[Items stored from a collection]
....

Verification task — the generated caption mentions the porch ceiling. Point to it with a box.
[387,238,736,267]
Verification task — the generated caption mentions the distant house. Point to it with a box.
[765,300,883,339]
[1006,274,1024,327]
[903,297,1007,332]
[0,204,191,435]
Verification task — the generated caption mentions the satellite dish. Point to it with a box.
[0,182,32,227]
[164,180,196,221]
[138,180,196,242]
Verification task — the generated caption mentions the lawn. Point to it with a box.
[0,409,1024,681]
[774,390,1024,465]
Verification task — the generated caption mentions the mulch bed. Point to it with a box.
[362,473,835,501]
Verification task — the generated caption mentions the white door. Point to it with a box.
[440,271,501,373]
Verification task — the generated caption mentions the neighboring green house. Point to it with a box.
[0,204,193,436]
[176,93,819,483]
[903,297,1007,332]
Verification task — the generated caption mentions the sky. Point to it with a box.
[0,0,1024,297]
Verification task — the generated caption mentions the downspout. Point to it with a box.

....

▸ **Short exercise**
Could you write out all of the material above again, requests included, shifting every bounding-box coordinate in the answers up by 39?

▸ **The result**
Verification task — the generated caption mentions the porch ceiling. Point to it with a box.
[426,277,775,306]
Verification task — the generated caption mentions the distant house. Point to it with a box.
[804,339,922,378]
[1045,313,1063,366]
[942,336,1046,371]
[39,243,230,474]
Verification task — the generated caption mentions the satellite dish. Point to it with a box.
[39,221,71,266]
[203,219,235,260]
[177,219,235,281]
Verification task — the generated caption mentions the lawn. Point to it with a box.
[39,448,1063,720]
[813,429,1063,504]
Verification task — the generated caption mentions the mulch bed. Point to it with a box.
[401,512,874,540]
Verification task — the generated caption mentions the white door. Point to it with a box.
[479,310,540,412]
Verification task — the generated caption mentions the neighboring green house. Point to it with a box.
[39,243,232,475]
[215,132,858,522]
[942,336,1046,371]
Verification task — the generated caption mentions the sky. Point to it with a box.
[39,39,1063,336]
Verification task — the generated caption mentions the downspout. Point to it with a box.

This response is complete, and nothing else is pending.